EXERCISE GOAL | Extract every line of the data below that contains the word "black".

Begin INPUT DATA

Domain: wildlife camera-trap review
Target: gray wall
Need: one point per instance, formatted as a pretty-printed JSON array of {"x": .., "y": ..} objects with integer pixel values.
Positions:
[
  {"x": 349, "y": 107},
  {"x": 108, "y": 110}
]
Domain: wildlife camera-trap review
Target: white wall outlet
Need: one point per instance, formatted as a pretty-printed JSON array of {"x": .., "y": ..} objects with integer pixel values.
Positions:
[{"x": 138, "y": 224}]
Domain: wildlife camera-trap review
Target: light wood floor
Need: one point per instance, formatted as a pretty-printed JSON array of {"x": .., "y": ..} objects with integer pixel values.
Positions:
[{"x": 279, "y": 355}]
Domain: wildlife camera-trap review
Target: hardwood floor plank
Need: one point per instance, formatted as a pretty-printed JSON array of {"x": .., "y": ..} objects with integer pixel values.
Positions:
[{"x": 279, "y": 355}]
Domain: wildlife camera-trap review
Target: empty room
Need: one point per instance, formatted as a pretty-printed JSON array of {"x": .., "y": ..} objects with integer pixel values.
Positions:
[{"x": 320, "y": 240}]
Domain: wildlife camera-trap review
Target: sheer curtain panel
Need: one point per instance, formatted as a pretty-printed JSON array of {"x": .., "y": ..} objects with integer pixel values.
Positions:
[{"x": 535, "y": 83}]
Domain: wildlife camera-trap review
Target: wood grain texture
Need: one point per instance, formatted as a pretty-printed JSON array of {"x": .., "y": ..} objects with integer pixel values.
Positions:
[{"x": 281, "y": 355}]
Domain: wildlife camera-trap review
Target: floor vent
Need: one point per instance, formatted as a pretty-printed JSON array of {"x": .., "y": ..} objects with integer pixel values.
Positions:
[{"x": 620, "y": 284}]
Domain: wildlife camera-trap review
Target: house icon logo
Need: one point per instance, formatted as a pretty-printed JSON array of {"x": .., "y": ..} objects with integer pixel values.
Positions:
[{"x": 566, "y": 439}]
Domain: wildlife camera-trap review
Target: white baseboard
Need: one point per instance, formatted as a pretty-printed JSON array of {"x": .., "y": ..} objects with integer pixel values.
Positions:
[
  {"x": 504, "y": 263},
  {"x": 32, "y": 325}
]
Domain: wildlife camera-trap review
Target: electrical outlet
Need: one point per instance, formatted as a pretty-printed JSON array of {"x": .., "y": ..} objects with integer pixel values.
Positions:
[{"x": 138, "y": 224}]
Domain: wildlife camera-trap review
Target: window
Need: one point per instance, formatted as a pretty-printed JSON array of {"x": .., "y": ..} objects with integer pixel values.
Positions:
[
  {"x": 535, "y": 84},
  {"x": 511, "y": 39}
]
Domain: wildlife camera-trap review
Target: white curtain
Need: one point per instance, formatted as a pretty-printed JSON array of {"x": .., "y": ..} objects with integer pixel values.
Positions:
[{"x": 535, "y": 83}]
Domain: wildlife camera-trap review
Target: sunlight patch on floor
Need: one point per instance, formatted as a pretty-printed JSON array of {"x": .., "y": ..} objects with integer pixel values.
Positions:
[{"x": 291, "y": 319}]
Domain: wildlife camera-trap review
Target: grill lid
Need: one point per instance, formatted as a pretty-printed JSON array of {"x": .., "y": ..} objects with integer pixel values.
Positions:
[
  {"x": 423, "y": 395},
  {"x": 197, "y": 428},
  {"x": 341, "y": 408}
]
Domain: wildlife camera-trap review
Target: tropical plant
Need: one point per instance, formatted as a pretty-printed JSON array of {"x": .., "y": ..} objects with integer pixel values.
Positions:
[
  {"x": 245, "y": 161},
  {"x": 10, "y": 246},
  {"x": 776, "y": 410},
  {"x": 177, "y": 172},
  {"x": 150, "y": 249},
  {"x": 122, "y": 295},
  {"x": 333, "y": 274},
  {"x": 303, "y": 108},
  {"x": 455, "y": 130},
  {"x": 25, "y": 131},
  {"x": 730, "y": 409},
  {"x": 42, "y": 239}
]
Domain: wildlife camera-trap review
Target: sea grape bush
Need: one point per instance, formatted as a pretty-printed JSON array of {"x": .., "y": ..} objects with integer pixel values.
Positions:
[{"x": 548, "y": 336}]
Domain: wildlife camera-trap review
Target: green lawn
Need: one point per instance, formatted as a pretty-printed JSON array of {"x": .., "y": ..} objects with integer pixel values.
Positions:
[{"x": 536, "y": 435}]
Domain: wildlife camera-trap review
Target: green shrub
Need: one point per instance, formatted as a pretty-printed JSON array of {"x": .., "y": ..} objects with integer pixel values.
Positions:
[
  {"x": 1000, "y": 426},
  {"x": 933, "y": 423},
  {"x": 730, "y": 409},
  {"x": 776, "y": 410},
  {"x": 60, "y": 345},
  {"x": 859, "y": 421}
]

End INPUT DATA
Begin INPUT DATA

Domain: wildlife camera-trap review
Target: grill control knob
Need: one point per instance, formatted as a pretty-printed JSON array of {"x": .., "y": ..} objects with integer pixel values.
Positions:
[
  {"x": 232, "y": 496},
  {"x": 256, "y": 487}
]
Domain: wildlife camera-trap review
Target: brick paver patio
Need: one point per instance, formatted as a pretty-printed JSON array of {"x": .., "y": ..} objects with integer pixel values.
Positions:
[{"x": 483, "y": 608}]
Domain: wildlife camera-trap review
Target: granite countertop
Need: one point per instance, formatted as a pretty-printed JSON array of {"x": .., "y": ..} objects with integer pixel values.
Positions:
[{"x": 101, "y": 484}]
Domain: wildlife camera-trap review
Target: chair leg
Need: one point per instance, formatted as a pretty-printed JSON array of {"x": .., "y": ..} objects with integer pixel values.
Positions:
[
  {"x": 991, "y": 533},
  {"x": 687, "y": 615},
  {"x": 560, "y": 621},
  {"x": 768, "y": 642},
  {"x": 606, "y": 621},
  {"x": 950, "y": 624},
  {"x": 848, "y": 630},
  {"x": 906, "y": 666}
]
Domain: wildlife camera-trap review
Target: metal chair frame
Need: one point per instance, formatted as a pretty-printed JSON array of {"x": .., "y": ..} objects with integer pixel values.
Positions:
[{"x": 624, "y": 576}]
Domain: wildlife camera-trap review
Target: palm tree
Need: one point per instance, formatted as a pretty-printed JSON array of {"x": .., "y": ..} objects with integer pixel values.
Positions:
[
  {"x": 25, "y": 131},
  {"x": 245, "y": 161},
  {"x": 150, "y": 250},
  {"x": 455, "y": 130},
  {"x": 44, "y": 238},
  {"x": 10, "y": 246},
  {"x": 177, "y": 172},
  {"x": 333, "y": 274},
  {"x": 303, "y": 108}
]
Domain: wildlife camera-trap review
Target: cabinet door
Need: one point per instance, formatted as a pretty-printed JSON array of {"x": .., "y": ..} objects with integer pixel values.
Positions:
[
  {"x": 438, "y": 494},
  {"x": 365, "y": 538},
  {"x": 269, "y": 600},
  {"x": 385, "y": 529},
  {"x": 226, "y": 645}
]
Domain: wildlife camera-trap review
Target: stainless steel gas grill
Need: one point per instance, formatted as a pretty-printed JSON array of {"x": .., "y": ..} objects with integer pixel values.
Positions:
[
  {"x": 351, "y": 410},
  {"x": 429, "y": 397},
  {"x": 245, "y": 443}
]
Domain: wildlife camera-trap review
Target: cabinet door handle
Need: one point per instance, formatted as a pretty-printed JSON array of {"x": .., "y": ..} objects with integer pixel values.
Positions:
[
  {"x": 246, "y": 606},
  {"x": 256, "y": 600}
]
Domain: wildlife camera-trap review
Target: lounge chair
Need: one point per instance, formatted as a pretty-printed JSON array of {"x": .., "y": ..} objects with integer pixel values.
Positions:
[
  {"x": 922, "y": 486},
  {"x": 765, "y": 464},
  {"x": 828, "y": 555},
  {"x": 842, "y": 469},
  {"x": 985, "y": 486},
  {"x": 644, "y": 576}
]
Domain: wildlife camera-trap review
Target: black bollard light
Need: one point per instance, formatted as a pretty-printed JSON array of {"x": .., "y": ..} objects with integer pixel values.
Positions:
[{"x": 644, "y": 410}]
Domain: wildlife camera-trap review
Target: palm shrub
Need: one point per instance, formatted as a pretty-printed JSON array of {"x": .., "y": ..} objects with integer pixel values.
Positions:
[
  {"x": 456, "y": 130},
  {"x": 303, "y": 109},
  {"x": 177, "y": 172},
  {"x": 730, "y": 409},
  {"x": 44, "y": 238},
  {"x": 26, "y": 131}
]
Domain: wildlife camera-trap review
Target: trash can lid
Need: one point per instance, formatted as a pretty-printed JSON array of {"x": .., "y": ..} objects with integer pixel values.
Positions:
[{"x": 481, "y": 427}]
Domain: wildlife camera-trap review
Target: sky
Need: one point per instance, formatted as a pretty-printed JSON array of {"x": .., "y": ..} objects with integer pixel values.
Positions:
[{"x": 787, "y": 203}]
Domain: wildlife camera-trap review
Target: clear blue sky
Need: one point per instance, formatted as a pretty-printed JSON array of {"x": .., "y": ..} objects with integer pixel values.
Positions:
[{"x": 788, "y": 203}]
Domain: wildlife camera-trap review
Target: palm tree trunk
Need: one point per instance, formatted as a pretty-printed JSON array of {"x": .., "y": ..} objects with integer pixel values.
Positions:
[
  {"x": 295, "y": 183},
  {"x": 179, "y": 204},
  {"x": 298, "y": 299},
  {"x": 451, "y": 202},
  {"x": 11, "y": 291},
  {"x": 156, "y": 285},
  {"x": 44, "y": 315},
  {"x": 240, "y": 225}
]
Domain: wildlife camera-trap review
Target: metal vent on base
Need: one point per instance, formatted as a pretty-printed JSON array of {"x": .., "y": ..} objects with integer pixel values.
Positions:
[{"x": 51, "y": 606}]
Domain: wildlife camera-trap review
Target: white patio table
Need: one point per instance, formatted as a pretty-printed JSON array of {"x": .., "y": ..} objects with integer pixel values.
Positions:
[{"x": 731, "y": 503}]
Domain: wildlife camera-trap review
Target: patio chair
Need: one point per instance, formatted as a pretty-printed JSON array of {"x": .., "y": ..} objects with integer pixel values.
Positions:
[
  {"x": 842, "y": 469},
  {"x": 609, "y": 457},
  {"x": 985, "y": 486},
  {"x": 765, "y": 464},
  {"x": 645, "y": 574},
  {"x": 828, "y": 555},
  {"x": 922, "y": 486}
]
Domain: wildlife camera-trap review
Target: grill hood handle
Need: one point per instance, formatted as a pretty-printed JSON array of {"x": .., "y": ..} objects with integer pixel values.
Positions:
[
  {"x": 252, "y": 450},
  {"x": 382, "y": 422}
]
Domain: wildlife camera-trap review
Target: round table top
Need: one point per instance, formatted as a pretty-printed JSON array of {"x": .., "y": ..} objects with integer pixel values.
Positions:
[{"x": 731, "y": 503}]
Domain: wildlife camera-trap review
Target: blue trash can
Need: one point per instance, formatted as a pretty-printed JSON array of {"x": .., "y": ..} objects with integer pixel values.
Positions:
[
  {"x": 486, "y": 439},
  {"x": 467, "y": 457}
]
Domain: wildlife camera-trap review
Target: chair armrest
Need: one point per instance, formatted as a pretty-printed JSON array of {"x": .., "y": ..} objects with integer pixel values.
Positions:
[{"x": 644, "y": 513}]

End INPUT DATA
Begin INPUT DATA

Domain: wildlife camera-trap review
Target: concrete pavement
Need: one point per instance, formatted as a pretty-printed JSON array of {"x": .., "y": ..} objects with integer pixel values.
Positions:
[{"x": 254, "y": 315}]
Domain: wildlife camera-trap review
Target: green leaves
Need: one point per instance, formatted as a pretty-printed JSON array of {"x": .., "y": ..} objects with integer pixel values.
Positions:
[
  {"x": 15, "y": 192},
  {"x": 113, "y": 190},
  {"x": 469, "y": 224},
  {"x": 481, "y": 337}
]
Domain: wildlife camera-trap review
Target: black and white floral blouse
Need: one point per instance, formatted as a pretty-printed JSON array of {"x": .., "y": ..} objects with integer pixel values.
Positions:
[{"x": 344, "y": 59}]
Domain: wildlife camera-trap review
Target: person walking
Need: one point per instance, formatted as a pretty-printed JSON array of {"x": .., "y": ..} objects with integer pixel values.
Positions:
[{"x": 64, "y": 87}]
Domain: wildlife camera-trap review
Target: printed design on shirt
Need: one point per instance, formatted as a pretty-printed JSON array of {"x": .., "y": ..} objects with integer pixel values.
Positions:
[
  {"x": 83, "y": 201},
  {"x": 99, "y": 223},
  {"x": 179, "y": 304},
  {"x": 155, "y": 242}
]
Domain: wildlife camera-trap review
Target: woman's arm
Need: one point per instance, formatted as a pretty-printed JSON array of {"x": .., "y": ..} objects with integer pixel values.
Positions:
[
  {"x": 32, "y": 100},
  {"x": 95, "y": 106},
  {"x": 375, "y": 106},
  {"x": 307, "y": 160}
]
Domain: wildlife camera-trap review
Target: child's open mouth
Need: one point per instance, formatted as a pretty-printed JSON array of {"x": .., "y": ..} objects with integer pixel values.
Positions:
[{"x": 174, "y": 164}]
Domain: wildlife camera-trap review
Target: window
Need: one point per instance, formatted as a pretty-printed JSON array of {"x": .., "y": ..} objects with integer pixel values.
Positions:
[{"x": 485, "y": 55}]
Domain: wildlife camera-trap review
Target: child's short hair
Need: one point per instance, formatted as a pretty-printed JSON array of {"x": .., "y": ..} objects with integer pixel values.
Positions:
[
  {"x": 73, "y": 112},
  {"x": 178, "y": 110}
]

End INPUT DATA

SOLUTION FOR THIS TASK |
Target: black bollard light
Target: black and white floral blouse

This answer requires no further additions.